■ **PROBLEM TO WORK ON**
Put every line of the data below into a numbered list, dropping any blank lines. Leave the pictures out of the list.

-- Start TASK INPUT --

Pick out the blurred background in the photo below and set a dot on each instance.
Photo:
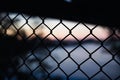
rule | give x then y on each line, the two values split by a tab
44	48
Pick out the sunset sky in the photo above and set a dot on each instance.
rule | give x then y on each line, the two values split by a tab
80	31
60	31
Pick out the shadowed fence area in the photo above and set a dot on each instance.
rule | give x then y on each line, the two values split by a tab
34	48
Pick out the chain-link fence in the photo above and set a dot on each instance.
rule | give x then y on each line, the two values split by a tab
39	48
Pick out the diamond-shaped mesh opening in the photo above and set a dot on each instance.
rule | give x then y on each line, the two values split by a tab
51	64
101	56
21	21
80	31
100	76
78	75
88	68
57	75
59	54
72	66
110	70
60	31
38	48
79	55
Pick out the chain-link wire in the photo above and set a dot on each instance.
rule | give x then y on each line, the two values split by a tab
35	48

-- End TASK INPUT --

■ **WRITTEN ANSWER**
1. Pick out the blurred background in the photo below and set a dot on each instance.
2. Photo:
3. rule | give x then y on each line, the two values split by a tab
4. 44	48
5. Pick out the sunset sky in the photo above and set a dot on each instance.
6. rule | give x then y on each line, the two values split by a tab
7. 80	31
8. 60	31
9. Pick out the shadowed fence area in the photo above and set a dot on each instance.
10. rule | give x then y on each line, the two values split by a tab
11. 34	48
12. Pick out the chain-link fence in the photo above and set a dot on each instance.
13. rule | give x then y on each line, the two values split by a tab
14. 39	48
15. Pick out the diamond-shaped mesh opening in the photo above and set a dot on each instance.
16. rule | give x then y on each line, the two values split by a tab
17. 51	64
18. 101	56
19. 21	21
20. 80	31
21. 100	76
22. 78	75
23. 88	68
24. 57	75
25. 59	54
26. 72	66
27. 110	70
28. 60	31
29. 38	48
30. 79	55
31. Pick out the chain-link wire in the photo above and set a dot on each instance.
32. rule | give x then y on each line, the two values split by a tab
33. 35	48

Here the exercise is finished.